▶ [Article]
++++++++++

Thursday, 29 November 2012 - 11:41am IST | Agency: Daily Telegraph

Two fortuitous goals from set-pieces, one from Rickie Lambert and one from Robert Snodgrass, were the only incidents of real note.

The fact that the most noteworthy feature of this match was the referee may offer some clue as to its quality. Nigel Adkins and Chris Hughton both opted for safety last night, but unless their sides can show more poise and guile in the final third, safety may not be what they ultimately get. Two fortuitous goals from set-pieces, one from Rickie Lambert and one from Robert Snodgrass, were the only incidents of real note.

Mark Clattenburg could scarcely have picked a less eventful night for his comeback. It was a mottled, marbled game, one of those in which the ball collects plenty of air miles, characterised by high, aimless crosses and those raking clearances to the striker that are simultaneously so hopeful and so hopeless. In Anthony Pilkington and Snodgrass, both sides played inverted wingers, creating frequent traffic jams in midfield.

With the centre packed, there was a little more joy to be found on the flanks. Adam Lallana had the most spectacular chance of the half, homing in on Lambert's casual, floating diagonal ball and volleying it just over the bar from 20 yards out. That really would have been something special.

Meanwhile, the duel between sharpshooters Grant Holt and Lambert was taking shape. The pair played together at Rochdale seven years ago, when Lambert was a promising midfielder and Holt a rugged, roughly-hewn target man. In the intervening years, Lambert has certainly added more guile to his game, and loses the ball a little less.

It was Lambert who broke the deadlock after a tepid first half-hour. In fact, both first-half goals came from left-footed set-pieces, and both owed a good deal to fortune. First Lallana's free-kick ricocheted off Bradley Johnson and fell kindly for Lambert, who poked the ball in with the very end of his toe. Norwich howled indignantly, fancying they saw Lambert inadvertently handle the ball. Clattenburg was hardly going to mark his return to the front-line by ruling out a goal for the home side. Southampton led.

Just as Southampton sought to consolidate their advantage with a

15-minute break they lapsed for a fateful second and conceded. Snodgrass swung in a free-kick left-footed. It was poor, lacking power and elevation. As Jason Puncheon tried to clear it, the ball clipped off his heel and flew low into the net. Nigel Adkins' expression as he stalked down the tunnel could have frozen

a chicken.

++++++++++

▶ [Records to use]
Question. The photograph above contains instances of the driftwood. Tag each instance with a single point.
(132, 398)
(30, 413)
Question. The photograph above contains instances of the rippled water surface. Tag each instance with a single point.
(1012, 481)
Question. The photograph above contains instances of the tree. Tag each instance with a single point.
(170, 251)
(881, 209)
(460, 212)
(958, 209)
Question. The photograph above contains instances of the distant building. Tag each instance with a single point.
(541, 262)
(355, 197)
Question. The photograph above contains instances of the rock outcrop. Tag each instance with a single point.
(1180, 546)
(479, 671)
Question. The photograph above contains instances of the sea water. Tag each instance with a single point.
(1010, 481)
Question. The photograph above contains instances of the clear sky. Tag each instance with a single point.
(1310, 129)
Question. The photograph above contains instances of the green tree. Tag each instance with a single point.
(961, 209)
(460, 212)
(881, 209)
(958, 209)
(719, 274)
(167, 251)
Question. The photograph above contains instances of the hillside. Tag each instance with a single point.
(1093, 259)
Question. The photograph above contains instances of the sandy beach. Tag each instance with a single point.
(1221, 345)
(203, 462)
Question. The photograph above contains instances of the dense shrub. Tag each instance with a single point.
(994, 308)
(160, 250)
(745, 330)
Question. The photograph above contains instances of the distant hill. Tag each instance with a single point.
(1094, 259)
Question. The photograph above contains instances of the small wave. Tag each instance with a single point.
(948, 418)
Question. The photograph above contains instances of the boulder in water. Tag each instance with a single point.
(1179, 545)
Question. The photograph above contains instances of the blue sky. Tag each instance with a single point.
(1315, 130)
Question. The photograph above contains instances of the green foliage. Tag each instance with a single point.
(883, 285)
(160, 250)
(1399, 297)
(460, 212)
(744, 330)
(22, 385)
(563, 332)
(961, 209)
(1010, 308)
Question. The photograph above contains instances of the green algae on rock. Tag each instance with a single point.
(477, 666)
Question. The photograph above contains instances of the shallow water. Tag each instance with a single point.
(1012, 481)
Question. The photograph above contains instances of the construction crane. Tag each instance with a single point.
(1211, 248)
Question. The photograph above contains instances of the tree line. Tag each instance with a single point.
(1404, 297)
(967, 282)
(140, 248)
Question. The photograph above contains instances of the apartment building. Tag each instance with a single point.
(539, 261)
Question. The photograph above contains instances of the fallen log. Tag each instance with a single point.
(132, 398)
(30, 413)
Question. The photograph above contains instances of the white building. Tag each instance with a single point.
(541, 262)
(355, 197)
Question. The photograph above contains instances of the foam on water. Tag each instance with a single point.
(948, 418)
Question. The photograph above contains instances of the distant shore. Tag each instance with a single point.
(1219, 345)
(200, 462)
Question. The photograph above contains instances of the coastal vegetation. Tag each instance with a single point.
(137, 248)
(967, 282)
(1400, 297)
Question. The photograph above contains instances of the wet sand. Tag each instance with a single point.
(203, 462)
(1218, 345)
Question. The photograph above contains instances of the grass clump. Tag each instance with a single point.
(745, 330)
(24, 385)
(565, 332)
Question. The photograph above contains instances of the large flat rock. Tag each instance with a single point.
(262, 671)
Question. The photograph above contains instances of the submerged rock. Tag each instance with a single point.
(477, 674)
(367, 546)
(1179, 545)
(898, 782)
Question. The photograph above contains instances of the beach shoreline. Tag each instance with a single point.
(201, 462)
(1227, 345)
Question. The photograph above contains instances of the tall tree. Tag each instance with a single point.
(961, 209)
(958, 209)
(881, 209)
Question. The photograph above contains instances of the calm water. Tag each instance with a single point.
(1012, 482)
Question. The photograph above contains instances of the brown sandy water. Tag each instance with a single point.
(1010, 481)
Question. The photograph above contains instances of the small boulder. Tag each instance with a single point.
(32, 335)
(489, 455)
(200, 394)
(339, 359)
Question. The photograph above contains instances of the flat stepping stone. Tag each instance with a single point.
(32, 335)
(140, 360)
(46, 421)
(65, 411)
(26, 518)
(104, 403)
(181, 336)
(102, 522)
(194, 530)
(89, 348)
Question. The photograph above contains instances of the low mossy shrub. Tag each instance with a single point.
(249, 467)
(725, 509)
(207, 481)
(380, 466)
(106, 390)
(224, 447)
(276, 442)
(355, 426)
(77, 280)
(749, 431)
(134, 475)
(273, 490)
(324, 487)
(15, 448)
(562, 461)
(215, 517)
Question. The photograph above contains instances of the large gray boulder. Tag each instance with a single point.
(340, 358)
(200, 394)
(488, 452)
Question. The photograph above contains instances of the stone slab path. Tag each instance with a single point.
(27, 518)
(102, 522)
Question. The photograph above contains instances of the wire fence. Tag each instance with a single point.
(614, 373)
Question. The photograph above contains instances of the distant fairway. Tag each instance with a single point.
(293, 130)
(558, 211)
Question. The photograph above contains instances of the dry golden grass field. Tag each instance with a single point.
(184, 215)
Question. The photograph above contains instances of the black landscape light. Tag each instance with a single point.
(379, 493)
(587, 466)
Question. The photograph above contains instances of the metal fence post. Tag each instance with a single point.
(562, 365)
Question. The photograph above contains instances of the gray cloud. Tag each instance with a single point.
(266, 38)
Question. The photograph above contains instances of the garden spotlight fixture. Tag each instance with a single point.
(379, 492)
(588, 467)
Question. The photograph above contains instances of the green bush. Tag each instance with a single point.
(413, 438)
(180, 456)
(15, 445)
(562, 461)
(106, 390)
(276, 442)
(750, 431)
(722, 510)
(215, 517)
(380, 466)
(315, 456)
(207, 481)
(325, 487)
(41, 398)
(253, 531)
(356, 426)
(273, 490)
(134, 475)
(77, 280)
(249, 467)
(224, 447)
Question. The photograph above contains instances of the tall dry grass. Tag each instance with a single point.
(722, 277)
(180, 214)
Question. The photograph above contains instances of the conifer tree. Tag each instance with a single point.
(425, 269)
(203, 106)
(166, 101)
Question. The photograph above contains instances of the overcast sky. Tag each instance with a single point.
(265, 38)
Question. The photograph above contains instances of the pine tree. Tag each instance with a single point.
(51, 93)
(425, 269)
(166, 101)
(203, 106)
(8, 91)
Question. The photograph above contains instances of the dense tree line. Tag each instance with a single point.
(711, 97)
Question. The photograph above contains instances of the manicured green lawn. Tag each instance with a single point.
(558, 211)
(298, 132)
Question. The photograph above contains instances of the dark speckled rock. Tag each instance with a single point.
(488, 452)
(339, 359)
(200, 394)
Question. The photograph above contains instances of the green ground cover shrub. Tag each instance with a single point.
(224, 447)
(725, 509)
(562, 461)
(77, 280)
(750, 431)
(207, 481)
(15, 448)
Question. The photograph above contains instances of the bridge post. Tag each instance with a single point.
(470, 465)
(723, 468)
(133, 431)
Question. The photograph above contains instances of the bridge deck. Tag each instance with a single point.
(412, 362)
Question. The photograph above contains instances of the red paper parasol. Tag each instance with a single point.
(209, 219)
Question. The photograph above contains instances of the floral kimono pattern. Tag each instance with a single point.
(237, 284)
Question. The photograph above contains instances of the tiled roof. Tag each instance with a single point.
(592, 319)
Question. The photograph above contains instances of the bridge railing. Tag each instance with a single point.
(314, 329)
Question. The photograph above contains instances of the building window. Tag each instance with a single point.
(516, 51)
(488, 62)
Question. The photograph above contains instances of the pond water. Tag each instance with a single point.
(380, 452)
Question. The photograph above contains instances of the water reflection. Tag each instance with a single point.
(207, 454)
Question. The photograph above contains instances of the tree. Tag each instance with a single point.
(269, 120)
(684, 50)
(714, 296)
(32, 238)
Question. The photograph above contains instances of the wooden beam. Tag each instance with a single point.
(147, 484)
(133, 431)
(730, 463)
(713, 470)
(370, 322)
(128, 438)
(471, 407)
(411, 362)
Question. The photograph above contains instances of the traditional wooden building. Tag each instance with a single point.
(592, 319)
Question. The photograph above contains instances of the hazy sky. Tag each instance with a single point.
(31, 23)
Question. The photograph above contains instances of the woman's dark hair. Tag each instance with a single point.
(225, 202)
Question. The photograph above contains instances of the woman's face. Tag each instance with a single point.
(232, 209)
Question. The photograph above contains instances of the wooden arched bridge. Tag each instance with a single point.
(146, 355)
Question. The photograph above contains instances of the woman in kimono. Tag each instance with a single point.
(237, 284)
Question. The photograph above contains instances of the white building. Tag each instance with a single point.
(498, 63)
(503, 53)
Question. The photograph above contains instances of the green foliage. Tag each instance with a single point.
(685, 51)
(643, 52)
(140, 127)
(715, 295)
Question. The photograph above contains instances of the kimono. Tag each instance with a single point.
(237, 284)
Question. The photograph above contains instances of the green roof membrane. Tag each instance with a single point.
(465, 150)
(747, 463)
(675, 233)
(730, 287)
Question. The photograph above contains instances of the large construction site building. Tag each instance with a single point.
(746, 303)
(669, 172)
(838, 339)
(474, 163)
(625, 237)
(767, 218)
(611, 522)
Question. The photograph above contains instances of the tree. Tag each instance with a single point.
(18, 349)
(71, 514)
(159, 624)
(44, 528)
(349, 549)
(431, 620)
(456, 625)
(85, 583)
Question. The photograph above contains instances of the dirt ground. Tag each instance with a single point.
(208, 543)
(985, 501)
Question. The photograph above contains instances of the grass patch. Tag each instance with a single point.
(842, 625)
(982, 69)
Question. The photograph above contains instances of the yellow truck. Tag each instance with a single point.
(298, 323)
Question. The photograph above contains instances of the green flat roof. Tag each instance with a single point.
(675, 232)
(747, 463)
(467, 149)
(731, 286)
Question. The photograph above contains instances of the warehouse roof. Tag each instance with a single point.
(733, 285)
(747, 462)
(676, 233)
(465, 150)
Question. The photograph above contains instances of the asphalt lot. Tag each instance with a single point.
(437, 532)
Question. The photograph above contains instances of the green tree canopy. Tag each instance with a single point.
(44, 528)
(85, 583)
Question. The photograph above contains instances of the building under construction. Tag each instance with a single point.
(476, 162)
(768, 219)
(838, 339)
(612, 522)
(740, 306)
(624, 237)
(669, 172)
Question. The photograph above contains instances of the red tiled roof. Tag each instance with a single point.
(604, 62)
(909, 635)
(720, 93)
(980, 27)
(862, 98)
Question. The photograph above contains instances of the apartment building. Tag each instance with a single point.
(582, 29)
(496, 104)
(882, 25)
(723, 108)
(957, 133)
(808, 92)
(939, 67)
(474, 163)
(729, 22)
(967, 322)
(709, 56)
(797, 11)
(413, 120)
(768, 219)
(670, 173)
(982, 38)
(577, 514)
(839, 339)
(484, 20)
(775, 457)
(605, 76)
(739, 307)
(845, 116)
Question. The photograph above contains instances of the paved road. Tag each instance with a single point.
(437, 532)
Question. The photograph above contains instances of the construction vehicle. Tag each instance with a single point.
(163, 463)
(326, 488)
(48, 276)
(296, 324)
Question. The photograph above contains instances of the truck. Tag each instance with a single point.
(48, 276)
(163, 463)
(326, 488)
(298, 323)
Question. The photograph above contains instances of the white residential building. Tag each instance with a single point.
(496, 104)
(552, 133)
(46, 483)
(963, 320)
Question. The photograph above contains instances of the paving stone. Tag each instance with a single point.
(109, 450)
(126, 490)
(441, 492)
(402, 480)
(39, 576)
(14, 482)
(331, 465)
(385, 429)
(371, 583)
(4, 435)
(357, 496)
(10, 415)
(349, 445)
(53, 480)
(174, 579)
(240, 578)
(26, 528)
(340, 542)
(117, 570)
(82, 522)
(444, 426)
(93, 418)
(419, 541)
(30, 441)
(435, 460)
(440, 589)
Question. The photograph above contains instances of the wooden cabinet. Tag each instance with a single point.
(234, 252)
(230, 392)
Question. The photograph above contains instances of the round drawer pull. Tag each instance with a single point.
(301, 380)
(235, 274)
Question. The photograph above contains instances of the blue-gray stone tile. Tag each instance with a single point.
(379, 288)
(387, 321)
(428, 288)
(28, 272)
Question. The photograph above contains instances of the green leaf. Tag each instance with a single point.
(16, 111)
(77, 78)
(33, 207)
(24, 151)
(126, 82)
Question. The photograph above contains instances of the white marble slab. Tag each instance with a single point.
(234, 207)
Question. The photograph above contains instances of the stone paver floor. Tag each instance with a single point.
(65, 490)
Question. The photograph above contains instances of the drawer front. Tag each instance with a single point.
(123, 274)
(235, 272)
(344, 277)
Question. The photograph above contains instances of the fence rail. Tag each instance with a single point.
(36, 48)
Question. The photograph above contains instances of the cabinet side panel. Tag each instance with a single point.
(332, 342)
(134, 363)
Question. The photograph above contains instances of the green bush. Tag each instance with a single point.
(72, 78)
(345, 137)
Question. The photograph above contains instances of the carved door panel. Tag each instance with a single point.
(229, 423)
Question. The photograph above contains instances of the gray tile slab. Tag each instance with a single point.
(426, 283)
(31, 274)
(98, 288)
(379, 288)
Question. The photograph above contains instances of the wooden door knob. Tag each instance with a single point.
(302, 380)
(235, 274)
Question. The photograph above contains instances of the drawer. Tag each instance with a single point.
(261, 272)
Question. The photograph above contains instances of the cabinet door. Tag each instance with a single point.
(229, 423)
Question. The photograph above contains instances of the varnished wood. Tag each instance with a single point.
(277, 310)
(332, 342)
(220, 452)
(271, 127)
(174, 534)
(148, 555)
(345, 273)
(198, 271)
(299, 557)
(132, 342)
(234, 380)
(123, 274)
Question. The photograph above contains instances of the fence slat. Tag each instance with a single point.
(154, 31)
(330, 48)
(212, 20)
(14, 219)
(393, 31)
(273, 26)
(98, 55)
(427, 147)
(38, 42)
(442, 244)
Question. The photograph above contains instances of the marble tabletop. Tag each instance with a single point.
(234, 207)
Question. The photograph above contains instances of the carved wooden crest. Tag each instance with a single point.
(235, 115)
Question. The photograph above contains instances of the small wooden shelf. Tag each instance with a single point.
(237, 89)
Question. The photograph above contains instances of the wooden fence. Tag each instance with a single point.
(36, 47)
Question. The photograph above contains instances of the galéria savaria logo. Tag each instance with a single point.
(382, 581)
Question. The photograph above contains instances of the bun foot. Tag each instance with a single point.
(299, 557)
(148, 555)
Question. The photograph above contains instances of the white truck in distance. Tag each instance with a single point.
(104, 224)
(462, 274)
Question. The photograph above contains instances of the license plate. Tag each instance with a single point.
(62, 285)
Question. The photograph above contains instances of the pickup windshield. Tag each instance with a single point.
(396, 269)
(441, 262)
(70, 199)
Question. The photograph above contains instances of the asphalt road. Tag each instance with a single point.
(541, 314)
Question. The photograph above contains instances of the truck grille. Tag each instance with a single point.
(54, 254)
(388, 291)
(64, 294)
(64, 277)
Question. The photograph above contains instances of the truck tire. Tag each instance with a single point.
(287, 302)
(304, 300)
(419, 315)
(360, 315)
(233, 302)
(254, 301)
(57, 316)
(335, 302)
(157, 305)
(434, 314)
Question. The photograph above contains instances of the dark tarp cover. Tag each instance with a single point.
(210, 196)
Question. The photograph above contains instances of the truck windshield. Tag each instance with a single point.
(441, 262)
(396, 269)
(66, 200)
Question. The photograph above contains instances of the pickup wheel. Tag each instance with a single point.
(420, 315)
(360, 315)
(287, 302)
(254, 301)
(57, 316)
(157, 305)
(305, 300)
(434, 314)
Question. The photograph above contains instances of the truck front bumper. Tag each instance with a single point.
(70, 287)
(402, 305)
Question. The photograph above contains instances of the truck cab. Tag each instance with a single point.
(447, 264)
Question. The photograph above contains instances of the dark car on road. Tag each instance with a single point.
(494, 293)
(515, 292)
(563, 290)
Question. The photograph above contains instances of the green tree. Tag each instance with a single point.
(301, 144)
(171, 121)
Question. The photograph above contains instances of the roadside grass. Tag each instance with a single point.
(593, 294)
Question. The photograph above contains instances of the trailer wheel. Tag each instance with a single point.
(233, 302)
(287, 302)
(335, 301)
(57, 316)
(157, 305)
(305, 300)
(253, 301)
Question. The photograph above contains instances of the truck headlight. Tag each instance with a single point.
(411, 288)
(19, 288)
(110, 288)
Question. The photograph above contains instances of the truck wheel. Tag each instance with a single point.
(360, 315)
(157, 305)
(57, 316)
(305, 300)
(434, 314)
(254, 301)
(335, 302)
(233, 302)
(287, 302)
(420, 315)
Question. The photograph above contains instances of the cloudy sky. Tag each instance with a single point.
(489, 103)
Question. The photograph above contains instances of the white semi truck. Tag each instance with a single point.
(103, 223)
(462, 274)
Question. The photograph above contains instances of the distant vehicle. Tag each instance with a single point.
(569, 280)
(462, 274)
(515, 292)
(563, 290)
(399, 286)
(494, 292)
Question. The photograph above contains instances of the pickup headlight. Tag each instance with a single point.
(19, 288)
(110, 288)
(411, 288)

++++++++++

▶ [Tasks to carry out]
(a) Please list every football club named in the match report.
(b) Report how many lines of the entries contain the string "slab". Give only the number.

▶ [Expected answers]
(a) Southampton, Norwich, Rochdale

(b) 3